RECORDS TO PROCESS:
──────────────────────────────

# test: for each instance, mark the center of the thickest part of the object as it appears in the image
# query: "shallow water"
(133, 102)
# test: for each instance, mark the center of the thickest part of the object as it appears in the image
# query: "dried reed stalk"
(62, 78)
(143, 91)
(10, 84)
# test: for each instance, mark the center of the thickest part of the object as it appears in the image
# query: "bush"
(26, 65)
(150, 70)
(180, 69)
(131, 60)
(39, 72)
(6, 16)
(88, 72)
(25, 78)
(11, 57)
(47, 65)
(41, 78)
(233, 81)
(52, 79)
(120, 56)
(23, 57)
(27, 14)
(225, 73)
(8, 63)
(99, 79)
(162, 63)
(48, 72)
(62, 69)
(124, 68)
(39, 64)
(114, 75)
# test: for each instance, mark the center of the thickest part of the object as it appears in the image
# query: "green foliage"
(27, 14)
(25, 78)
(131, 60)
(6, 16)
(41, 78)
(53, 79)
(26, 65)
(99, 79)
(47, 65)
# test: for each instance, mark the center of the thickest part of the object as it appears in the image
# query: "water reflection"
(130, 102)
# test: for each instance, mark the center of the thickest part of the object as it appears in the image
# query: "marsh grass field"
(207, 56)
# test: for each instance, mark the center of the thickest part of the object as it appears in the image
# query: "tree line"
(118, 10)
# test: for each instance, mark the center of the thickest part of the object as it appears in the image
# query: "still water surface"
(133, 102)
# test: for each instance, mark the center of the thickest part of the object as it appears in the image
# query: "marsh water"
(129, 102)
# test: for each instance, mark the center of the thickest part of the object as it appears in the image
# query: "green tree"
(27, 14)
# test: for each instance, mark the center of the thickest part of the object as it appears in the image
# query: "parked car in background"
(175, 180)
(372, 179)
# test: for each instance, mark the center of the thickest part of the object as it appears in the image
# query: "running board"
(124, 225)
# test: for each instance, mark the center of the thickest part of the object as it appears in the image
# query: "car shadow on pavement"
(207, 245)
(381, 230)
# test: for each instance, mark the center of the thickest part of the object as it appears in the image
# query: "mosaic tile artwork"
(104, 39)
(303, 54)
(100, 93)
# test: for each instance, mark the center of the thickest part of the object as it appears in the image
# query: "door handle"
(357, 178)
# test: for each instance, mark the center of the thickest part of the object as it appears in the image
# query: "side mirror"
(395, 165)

──────────────────────────────

Each entry above needs to be duplicated exactly.

ANSWER SPACE:
# test: for each instance, mark the center of the thickest part of the object as it appears in the image
# query: "shallow water"
(133, 102)
# test: for each instance, mark the center of the thickest part of the object as it appears in the image
# query: "dried reed stalk"
(62, 78)
(143, 91)
(10, 84)
# test: for each instance, mark the center of the thickest part of the object as it appears in the image
# query: "bush"
(26, 65)
(150, 70)
(180, 69)
(131, 60)
(39, 72)
(6, 16)
(88, 72)
(25, 78)
(11, 57)
(47, 65)
(41, 78)
(233, 81)
(52, 79)
(120, 56)
(23, 57)
(27, 14)
(225, 73)
(8, 63)
(99, 79)
(162, 63)
(48, 72)
(62, 69)
(124, 68)
(39, 64)
(114, 75)
# test: for each instance, mark the center of the thickest part of the object as it appears in the image
# query: "green foliage"
(27, 14)
(25, 78)
(131, 60)
(6, 16)
(41, 78)
(53, 79)
(26, 65)
(99, 79)
(47, 65)
# test: for each instance, mark the center of the thickest part of the object as it appears in the image
# query: "water reflection"
(130, 102)
# test: for each instance, mark the center of the thickest part of the object as it appears in the image
# query: "marsh grass field"
(207, 56)
# test: for each instance, mark the center of the thickest part of the object as it appears in the image
# query: "tree line"
(118, 10)
# test: for each instance, mark the center of the thickest part of the object as it appears in the image
# query: "still water surface"
(133, 102)
# test: for each instance, mark the center of the thickest part of the object as it appears in the image
# query: "marsh water"
(129, 102)
# test: for each instance, mark the center of the thickest part of the object as it appears in the image
# query: "green tree"
(27, 14)
# test: for each instance, mark the center of the thickest part of the object as it appears in the image
# query: "parked car in background"
(175, 180)
(372, 179)
# test: for each instance, mark the center of the thickest part of the object as it appears in the image
# query: "running board"
(124, 225)
# test: for each instance, mark the center of the thickest part of the object as it appears in the image
# query: "car shadow on pavement"
(207, 245)
(381, 230)
# test: for each instance, mark the center of the thickest part of the object as it appears in the image
# query: "mosaic tile artwork"
(104, 39)
(303, 54)
(100, 93)
# test: for each instance, mark the center of the thickest part of the object as it appears in the image
# query: "door handle"
(357, 178)
# test: for each instance, mark the center of the thickest part of the object as it appears in the image
# query: "side mirror"
(395, 165)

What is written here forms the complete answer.